No ha sido fácil, pero pude sobrellevar muy bien mis problemas de salud, haciendo a veces, pausas en los tratamientos por largos períodos, salvo la revisión anual completa que siempre se me hace, lo que me permitió llevar una vida casi normal. Valió la pena. Considero que he sido un afortunado, dentro de todos esos infortunios. Esta enfermedad, que se me presentó en dos formas distintas e independientes, como los tumores neuroendocrinos en estómago, hígado y epiplón y el carcinoma renal, me ha hecho ver las cosas desde otra óptica. He tenido a mi alcance todos los medios existentes para los tratamientos, las mejores instituciones y extraordinarios médicos, que me han dado, y me siguen dando, no sólo un tratamiento, sino también un trato humano, tan necesario como una práctica profesional. La mayoría de las veces gratuitamente, con el apoyo permanente de mi obra social, lo que sólo ocurre en nuestro bendito y hermoso país y que en otros ni cercanamente sucede.
La pasividad no estuvo nunca en mí, siempre quise estar informado de todo, sin creer, ni por asomo, que yo era mi médico, sólo fui un paciente que buscó saber, aunque duela, que sucedía en mi cuerpo y cómo poder colaborar con los profesionales que me atendían, sugiriendo, dialogando con ellos, preguntando y a veces tomando decisiones personales, como si operarme o no. Como es relativamente mínimo mi conocimiento sobre el tema nunca cuestioné decisiones médicas ni pensé que por mí pasaba la verdad, pese a que siempre me informé sobre mis males. El que sabe es el médico. Creo que todos los profesionales que me atendieron lo han comprendido. Mi relación con ellos, a mi entender, ha sido excelente.
Cuando se cumplen los respectivos períodos me ordenan estudios de colon, cada tres o cuatro años y también los masculinos de manera anual. Las armas fundamentales en la lucha contra esta enfermedad son la prevención y la detección temprana. Prevenir es curar.
Estoy muy activo. Sigo caminando una hora diaria, bailo, viajo a ver mis hijos y nietos que están lejos en la distancia, pero muy cercanos a mi corazón. Estos males me ayudaron a ver lo valiosa que es la salud y lo precario de esta vida. Agradezco a Dios, el haber podido llegar hasta aquí. Las enfermedades oncológicas no son ineludiblemente el fin de la vida por ellas mismas. La ciencia ha acudido para que exista realmente una muy buena supervivencia, muy larga a veces como la mía, más de 42 años y pienso que serán muchos más. No siempre significan la muerte. Fe, esperanza y manos a la obra. Si algo me ha dejado esta dolencia es apreciar todos los actos de mi vida, estar con mis hijos y nietos y darle valor al tiempo. Siempre salí adelante, buscando y usando los medios que aliviaran mis males. Puedo decir con certeza algo archisabido: la medicina ofrece todos los días nuevas soluciones a nuestros males físicos, especialmente en oncología y seguirá ofreciendo cada vez más. Con la prevención como base y los cuidados necesarios debemos tener esperanza, no cejar en la búsqueda de alivio o cura de ellos y, fundamentalmente, buscar y encontrar, como ha ocurrido en mi caso, a los profesionales de la medicina, tan humanos como profesionales, que nos ayuden. Creo que mi único mérito (o suerte) ha sido el haberlos encontrado.

=-=-=-=-=

EJERCICIO A: En el testimonio sobre la enfermedad, ¿cuánto tiempo camina cada día quien escribe?
EJERCICIO B: Transcribe sin cambios el fragmento del testimonio sobre la enfermedad desde "La pasividad no" hasta "ha sido excelente.".

=-=-=-=-=

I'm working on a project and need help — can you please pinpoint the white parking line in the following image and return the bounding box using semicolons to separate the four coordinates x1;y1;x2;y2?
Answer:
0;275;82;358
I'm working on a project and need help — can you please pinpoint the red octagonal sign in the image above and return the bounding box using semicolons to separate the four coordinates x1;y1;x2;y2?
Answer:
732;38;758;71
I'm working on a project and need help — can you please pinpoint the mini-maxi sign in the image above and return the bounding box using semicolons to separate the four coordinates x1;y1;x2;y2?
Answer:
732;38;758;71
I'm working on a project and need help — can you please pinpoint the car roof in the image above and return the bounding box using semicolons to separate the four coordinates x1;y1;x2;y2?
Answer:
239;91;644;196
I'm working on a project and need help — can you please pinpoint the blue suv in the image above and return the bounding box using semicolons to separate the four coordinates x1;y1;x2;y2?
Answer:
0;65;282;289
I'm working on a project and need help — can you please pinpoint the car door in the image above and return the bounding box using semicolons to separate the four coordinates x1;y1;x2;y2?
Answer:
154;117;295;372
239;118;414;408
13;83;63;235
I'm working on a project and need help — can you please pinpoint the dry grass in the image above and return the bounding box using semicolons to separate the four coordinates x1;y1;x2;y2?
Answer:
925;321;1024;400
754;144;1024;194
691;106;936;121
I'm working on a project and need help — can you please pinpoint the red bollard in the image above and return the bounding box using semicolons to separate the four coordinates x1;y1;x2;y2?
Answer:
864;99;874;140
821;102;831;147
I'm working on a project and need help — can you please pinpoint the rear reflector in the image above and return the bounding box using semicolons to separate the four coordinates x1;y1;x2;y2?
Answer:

=-=-=-=-=

RESULTADO A: Una hora diaria.

RESULTADO B:
La pasividad no estuvo nunca en mí, siempre quise estar informado de todo, sin creer, ni por asomo, que yo era mi médico, sólo fui un paciente que buscó saber, aunque duela, que sucedía en mi cuerpo y cómo poder colaborar con los profesionales que me atendían, sugiriendo, dialogando con ellos, preguntando y a veces tomando decisiones personales, como si operarme o no. Como es relativamente mínimo mi conocimiento sobre el tema nunca cuestioné decisiones médicas ni pensé que por mí pasaba la verdad, pese a que siempre me informé sobre mis males. El que sabe es el médico. Creo que todos los profesionales que me atendieron lo han comprendido. Mi relación con ellos, a mi entender, ha sido excelente.